• [Extrait de page]
Adulte, il devient le facteur du coin. Pendant les vacances, la jeune fille accompagne son père dans sa tournée. Parfois, il ne veut pas qu’elle rentre avec lui dans les fermes parce que ce qu’elle y aurait vu l’aurait traumatisé : des enfants attachés au pied d’une table, les insultes, les coups. À travers les vitres, elle regarde tout de même et en garde des images glaçantes. Elle se souvient également d’une camarade de l’école, pupille également, qui avait les doigts abimés…rongés par les rats de la grange dans laquelle elle dormait.
Michel estime qu’il a eu de la chance.
Il n’a jamais quitté le hameau près de Quarré-les-Tombes où il a débarqué, petit Parisien de cinq ans. Ce qui l’a sauvé, c’est la nature, les travaux des champs qu’il faisait tout jeune avec "le grand-père". Aujourd’hui, il élève des moutons à côté des maisons de ceux qu’il appelle son frère et sa sœur.

• [Données extraites]
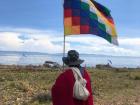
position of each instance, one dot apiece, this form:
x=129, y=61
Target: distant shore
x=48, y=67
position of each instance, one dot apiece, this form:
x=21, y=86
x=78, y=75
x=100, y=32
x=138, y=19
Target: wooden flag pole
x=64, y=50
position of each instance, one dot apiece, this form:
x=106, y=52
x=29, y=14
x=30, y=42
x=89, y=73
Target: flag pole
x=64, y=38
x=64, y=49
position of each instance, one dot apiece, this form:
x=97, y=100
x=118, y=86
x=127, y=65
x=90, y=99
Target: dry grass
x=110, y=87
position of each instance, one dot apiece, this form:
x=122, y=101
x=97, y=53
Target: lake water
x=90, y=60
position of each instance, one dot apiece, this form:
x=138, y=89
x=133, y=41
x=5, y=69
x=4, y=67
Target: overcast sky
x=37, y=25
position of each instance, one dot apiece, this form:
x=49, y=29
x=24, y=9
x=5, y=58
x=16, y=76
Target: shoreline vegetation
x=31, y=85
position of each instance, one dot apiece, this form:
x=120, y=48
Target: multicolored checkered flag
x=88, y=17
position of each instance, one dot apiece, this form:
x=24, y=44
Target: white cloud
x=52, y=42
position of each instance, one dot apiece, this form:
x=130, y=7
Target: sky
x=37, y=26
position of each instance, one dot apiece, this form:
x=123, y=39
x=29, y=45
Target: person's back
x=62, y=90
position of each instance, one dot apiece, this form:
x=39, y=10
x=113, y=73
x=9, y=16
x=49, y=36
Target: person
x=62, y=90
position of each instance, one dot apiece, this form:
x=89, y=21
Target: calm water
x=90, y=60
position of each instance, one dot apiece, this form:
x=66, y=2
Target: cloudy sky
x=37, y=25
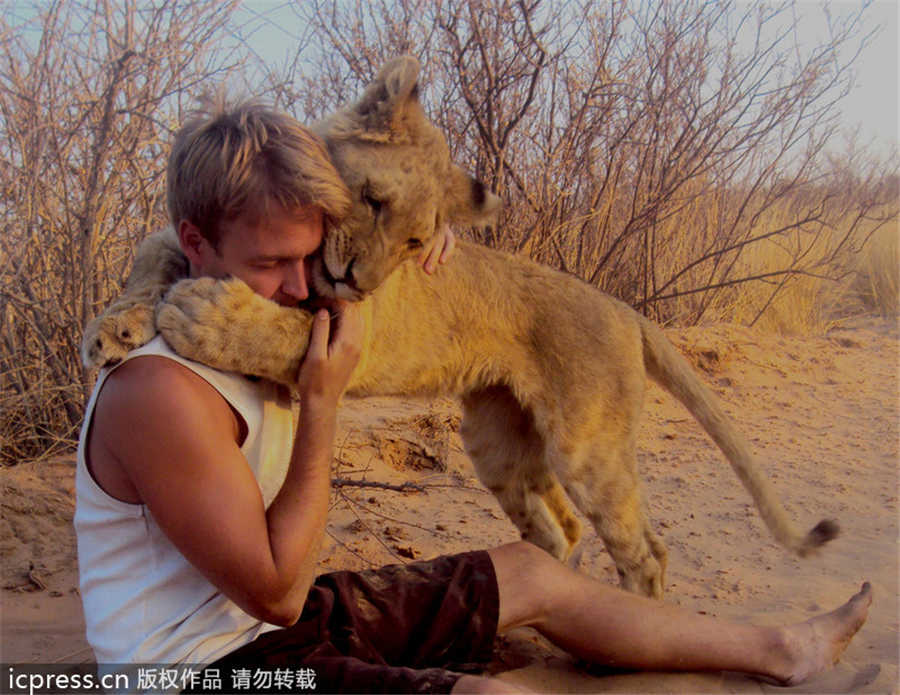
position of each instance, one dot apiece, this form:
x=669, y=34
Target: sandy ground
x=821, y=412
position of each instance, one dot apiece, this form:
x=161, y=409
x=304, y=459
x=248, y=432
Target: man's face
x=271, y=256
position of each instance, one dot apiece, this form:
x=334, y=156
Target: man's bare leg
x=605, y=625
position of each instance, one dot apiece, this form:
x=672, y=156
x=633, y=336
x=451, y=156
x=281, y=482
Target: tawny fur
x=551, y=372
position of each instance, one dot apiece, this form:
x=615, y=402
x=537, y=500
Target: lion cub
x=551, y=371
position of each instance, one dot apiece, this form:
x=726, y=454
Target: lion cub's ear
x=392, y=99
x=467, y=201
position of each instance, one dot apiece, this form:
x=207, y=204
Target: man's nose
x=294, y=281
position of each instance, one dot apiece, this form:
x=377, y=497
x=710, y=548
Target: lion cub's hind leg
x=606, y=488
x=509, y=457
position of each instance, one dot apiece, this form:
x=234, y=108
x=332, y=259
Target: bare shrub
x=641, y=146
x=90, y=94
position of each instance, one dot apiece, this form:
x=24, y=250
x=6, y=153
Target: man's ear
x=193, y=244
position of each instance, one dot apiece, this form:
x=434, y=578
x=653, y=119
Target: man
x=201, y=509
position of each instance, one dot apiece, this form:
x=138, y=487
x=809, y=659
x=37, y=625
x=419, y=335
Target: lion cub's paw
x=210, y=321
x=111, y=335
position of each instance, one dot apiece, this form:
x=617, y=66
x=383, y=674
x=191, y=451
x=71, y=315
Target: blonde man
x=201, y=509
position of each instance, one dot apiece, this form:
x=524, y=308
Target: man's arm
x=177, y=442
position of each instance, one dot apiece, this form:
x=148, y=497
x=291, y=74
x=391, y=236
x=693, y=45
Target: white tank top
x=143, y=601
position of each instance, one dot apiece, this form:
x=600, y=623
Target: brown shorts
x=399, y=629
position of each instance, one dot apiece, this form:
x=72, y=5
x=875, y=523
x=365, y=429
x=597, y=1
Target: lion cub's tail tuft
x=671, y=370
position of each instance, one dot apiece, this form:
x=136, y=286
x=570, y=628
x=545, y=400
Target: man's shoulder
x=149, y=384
* * *
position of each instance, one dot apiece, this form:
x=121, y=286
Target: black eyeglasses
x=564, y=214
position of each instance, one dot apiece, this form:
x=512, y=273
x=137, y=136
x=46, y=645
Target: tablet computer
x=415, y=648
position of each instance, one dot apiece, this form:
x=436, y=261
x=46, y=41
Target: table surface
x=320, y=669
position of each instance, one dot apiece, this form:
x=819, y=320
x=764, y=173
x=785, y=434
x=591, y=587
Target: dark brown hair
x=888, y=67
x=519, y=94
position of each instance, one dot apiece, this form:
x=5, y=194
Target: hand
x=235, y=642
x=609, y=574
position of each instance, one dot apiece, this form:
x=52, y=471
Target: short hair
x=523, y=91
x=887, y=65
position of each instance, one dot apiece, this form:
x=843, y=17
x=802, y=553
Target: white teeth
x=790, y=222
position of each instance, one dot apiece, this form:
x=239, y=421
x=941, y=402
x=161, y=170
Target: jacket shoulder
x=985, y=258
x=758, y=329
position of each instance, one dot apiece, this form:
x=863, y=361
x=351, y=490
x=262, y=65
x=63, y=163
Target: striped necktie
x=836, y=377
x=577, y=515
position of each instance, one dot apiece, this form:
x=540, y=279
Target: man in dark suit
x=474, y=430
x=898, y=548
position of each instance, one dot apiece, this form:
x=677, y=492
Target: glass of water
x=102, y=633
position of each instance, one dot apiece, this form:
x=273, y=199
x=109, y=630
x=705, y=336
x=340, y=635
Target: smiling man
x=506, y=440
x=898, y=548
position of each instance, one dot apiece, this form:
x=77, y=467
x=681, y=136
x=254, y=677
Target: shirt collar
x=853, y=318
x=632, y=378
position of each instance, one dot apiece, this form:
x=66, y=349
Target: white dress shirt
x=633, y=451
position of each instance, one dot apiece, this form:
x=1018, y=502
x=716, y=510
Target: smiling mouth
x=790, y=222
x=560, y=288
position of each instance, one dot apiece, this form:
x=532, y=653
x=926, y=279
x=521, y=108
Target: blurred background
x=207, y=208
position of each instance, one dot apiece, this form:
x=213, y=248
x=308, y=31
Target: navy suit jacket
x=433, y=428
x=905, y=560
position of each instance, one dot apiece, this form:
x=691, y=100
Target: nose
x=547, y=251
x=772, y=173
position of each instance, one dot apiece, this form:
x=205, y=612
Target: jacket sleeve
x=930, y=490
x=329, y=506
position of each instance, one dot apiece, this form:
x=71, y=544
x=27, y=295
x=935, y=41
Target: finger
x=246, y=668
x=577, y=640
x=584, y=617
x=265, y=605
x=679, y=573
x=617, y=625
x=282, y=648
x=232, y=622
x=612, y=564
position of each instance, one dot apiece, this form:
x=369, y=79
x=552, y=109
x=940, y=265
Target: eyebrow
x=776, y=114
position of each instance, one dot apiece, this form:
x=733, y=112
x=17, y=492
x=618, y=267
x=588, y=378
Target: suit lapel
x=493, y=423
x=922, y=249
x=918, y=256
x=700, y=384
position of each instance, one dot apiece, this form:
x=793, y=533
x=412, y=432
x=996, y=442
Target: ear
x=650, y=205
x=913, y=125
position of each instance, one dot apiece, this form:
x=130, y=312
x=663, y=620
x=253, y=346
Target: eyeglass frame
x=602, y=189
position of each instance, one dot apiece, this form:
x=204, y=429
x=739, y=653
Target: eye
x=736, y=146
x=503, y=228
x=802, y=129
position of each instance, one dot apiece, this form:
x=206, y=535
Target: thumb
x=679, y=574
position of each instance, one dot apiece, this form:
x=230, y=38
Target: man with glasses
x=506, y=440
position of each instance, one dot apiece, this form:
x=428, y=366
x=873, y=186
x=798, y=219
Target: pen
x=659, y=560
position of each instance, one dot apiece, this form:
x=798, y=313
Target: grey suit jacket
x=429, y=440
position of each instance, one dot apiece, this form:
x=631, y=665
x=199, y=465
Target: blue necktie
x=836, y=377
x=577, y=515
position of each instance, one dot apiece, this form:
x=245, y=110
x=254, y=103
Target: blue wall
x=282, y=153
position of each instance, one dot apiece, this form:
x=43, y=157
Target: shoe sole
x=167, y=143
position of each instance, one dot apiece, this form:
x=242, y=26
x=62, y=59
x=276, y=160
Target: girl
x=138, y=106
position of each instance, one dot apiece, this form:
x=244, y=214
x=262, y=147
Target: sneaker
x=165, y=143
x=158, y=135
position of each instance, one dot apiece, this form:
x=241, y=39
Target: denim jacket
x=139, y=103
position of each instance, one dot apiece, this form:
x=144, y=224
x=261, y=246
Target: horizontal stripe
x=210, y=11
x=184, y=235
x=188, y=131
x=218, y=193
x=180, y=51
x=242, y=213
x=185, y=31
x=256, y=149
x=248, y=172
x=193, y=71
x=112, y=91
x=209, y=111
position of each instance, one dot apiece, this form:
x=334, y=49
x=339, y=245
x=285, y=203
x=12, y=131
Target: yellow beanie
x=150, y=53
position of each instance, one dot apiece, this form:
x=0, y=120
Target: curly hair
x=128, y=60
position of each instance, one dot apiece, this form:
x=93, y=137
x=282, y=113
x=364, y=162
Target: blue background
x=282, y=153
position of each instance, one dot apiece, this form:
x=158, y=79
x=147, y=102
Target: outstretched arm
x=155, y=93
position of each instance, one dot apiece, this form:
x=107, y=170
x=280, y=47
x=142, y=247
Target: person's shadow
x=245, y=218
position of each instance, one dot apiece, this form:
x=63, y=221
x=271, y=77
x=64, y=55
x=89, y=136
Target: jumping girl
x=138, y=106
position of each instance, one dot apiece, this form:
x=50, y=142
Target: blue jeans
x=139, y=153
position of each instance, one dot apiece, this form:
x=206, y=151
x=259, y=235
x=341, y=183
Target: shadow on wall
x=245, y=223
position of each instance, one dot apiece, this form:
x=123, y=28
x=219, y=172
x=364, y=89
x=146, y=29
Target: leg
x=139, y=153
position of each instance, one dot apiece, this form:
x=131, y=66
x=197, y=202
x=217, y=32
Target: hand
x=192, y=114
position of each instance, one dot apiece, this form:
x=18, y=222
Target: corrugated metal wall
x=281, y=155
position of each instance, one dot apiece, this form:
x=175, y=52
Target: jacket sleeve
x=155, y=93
* * *
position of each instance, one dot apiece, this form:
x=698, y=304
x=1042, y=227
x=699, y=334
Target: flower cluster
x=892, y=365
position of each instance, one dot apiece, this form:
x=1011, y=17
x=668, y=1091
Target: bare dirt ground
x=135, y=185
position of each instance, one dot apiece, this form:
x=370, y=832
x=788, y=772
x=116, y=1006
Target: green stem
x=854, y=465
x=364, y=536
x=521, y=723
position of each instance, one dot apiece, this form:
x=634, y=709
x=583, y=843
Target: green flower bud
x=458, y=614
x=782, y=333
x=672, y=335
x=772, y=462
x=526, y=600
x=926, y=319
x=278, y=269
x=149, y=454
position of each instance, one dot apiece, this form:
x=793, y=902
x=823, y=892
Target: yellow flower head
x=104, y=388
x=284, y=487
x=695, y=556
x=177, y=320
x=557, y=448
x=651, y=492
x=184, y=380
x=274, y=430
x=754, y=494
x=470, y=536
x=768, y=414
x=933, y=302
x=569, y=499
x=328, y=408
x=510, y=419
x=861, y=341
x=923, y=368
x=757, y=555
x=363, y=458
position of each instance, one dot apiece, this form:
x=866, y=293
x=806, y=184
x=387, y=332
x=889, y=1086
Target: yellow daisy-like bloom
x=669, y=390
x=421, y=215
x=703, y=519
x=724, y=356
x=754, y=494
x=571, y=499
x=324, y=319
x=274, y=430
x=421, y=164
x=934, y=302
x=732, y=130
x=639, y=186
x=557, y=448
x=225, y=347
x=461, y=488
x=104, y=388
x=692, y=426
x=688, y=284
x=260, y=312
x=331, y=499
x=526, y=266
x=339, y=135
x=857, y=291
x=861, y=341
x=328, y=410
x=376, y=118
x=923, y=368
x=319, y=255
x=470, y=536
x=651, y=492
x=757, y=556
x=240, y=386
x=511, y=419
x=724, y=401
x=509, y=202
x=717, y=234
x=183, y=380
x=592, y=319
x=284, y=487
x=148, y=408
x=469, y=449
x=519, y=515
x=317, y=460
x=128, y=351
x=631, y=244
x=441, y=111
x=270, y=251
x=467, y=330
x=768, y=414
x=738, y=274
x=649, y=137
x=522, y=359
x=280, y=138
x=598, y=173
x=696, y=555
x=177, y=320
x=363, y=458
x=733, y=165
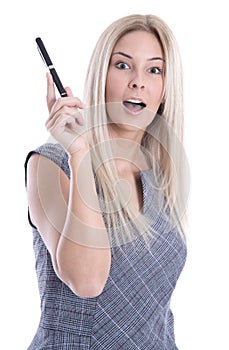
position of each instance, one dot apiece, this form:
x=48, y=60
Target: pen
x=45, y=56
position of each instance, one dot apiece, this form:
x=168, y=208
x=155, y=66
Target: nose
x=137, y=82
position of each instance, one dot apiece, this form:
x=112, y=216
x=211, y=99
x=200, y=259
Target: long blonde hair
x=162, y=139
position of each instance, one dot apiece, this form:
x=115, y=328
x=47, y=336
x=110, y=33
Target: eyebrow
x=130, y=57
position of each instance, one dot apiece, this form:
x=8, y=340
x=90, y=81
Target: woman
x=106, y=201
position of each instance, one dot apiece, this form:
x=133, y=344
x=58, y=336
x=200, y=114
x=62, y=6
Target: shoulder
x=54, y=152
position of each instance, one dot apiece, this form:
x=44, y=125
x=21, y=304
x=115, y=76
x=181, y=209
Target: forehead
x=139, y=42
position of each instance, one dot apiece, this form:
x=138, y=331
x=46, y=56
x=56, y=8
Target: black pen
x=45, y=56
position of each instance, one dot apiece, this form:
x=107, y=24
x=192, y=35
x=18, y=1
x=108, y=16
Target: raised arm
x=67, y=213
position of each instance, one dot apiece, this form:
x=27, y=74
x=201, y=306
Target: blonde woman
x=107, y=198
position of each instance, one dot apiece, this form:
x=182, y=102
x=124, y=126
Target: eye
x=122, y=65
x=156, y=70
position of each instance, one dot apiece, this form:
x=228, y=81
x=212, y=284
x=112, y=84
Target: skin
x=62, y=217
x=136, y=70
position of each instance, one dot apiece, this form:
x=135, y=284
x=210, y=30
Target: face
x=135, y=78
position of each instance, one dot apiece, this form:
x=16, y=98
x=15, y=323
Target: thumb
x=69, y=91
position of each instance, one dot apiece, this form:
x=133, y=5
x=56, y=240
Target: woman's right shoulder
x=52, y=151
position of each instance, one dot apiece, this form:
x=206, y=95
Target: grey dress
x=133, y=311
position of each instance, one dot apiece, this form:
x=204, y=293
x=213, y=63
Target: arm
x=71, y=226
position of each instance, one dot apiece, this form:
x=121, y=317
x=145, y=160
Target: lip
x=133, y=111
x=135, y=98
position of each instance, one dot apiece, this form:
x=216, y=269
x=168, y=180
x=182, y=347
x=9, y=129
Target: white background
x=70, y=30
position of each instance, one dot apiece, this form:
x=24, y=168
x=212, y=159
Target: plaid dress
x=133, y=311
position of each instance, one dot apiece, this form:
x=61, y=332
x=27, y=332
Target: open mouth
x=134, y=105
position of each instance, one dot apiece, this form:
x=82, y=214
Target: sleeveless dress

• [Consigne écrite] Recopiez mot pour mot l'intégralité de l'extrait de page figurant plus haut.

• [Réponse complète]
Adulte, il devient le facteur du coin. Pendant les vacances, la jeune fille accompagne son père dans sa tournée. Parfois, il ne veut pas qu’elle rentre avec lui dans les fermes parce que ce qu’elle y aurait vu l’aurait traumatisé : des enfants attachés au pied d’une table, les insultes, les coups. À travers les vitres, elle regarde tout de même et en garde des images glaçantes. Elle se souvient également d’une camarade de l’école, pupille également, qui avait les doigts abimés…rongés par les rats de la grange dans laquelle elle dormait.
Michel estime qu’il a eu de la chance.
Il n’a jamais quitté le hameau près de Quarré-les-Tombes où il a débarqué, petit Parisien de cinq ans. Ce qui l’a sauvé, c’est la nature, les travaux des champs qu’il faisait tout jeune avec "le grand-père". Aujourd’hui, il élève des moutons à côté des maisons de ceux qu’il appelle son frère et sa sœur.